───── Listing

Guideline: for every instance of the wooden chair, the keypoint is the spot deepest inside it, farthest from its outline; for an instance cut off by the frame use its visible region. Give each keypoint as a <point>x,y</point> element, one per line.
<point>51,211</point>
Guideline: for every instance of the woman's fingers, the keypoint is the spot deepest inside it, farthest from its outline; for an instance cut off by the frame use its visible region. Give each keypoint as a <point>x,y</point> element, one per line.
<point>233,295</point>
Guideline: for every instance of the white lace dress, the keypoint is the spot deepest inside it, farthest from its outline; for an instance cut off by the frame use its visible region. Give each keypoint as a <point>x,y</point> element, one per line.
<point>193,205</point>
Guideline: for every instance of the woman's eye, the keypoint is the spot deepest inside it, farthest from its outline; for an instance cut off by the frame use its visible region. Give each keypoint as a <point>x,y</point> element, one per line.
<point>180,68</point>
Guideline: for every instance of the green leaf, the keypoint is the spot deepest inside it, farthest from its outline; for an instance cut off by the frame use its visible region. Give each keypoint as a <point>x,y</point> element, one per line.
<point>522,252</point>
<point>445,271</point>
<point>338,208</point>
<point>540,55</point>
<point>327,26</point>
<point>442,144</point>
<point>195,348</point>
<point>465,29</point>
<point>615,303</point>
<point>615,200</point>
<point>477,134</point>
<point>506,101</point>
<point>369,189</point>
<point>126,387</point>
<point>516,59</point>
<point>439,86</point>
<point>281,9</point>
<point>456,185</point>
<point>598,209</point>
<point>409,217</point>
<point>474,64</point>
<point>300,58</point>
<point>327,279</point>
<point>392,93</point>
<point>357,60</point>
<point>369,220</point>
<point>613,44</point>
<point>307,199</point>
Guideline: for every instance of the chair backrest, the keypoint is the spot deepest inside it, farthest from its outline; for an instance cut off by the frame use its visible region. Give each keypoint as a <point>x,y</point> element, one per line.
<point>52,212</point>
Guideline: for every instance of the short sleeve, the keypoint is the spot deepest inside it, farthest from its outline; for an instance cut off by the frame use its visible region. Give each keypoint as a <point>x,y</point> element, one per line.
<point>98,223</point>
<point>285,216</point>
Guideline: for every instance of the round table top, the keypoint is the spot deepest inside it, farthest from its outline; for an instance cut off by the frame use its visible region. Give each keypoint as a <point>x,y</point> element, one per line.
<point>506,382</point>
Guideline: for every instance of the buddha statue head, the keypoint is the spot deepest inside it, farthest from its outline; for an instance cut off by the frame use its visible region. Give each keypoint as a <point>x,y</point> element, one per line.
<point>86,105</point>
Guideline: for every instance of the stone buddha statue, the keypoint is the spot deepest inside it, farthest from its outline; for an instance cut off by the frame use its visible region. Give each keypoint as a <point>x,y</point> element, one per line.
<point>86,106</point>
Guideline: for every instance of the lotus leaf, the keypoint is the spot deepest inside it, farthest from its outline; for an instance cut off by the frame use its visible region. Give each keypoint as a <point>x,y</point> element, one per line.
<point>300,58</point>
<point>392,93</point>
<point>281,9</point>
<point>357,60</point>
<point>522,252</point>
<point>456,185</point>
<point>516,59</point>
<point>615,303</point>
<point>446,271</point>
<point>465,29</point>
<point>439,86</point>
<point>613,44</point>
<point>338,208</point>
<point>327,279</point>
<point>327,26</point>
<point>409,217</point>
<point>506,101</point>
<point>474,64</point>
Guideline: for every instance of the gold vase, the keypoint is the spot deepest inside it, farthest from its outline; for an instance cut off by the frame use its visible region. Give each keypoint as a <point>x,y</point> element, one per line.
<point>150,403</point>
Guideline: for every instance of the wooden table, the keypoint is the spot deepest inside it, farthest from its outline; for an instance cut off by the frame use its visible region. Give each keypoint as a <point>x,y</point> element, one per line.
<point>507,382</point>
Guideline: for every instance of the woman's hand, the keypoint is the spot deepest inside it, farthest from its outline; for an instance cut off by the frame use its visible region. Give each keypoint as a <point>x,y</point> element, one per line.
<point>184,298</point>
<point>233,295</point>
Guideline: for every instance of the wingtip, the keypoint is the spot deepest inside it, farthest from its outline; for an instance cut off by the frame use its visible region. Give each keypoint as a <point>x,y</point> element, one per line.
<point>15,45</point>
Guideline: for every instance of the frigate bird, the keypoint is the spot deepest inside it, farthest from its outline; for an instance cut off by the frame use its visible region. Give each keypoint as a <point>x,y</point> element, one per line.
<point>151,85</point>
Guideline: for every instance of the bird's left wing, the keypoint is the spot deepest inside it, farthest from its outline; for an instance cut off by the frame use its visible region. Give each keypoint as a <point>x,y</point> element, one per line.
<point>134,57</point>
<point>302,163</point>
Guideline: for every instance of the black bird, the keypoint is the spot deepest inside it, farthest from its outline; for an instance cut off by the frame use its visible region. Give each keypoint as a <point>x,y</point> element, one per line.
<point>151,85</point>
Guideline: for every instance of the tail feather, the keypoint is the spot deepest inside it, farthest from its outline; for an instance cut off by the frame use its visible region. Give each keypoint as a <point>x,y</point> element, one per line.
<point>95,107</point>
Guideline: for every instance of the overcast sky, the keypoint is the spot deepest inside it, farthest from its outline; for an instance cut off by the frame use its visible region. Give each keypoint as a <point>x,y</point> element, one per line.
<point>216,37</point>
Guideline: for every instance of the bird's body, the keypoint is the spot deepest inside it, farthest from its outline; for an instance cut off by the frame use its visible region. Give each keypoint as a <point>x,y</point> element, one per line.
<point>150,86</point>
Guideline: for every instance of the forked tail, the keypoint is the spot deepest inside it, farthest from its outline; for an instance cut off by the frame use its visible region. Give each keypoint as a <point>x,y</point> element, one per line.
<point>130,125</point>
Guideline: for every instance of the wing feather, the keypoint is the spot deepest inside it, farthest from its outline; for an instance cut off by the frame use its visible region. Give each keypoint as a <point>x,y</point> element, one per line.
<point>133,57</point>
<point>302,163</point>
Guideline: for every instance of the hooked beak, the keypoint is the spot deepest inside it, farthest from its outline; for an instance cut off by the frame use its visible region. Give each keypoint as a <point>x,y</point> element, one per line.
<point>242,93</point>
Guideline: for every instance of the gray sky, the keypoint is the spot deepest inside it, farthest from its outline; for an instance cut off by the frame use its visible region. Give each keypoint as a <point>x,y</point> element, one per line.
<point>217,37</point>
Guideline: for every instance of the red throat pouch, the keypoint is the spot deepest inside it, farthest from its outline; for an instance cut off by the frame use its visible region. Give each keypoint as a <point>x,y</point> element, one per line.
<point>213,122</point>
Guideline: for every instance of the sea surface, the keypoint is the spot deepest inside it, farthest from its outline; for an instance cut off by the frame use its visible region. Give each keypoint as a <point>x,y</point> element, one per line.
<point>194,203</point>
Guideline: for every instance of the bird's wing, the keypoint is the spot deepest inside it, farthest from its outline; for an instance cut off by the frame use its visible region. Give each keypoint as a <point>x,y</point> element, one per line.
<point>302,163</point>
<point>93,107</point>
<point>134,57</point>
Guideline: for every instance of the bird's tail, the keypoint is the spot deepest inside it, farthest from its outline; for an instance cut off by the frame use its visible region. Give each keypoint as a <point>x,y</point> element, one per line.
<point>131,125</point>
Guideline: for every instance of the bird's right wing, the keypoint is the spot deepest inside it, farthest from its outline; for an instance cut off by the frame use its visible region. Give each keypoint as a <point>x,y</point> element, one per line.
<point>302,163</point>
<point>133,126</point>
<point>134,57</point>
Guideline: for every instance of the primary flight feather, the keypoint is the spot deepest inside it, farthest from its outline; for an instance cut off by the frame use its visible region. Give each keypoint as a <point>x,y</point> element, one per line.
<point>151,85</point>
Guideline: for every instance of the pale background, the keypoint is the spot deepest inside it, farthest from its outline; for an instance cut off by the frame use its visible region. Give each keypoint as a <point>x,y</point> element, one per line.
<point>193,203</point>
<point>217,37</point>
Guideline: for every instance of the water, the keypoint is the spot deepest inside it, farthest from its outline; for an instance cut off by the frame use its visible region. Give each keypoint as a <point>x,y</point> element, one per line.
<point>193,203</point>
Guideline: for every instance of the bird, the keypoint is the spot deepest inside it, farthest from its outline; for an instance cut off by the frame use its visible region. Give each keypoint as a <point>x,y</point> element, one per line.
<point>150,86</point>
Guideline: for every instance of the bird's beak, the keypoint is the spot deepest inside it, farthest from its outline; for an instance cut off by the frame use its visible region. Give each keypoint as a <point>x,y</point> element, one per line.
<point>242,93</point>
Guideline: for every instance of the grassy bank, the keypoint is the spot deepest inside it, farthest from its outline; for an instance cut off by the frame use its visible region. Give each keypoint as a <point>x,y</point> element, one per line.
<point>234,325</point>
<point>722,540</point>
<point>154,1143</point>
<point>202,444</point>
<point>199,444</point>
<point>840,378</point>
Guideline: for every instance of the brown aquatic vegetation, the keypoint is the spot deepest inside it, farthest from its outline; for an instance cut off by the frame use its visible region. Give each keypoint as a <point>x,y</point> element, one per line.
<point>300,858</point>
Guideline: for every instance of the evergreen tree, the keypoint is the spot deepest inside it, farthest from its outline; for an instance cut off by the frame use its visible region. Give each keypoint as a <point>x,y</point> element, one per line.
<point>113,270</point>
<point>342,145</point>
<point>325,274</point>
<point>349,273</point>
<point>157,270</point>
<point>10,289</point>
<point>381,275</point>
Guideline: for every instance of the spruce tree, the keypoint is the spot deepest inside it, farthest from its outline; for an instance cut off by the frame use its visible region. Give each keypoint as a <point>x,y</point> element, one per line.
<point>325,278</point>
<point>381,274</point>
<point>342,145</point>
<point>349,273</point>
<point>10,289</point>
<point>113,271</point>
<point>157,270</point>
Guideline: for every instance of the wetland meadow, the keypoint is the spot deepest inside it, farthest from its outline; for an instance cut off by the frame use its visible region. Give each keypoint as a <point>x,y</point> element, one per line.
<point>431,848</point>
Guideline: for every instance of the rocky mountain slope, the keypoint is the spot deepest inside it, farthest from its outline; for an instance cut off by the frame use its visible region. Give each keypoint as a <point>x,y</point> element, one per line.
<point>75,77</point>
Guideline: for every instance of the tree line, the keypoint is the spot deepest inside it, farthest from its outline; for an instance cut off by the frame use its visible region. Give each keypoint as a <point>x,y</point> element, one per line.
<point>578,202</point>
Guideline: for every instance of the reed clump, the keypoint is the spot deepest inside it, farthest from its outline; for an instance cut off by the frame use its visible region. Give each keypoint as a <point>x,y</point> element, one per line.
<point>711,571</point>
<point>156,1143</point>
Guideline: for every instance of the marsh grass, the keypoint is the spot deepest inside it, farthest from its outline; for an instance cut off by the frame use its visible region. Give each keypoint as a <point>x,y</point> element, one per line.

──────────

◆ What is being asked ◆
Please rewrite the lines starting at the one containing "Guideline: for every instance of the sea" and ending with the one containing "<point>194,203</point>", swapping "sea surface" for "ocean surface" and keeping everything else as it stands.

◆ Solution for this exercise ◆
Guideline: for every instance of the ocean surface, the keypoint is the spot deepest inside it, farthest from its outline; for an instance cut off by the frame use its visible region. Give each keypoint as a <point>x,y</point> element, one per line.
<point>194,203</point>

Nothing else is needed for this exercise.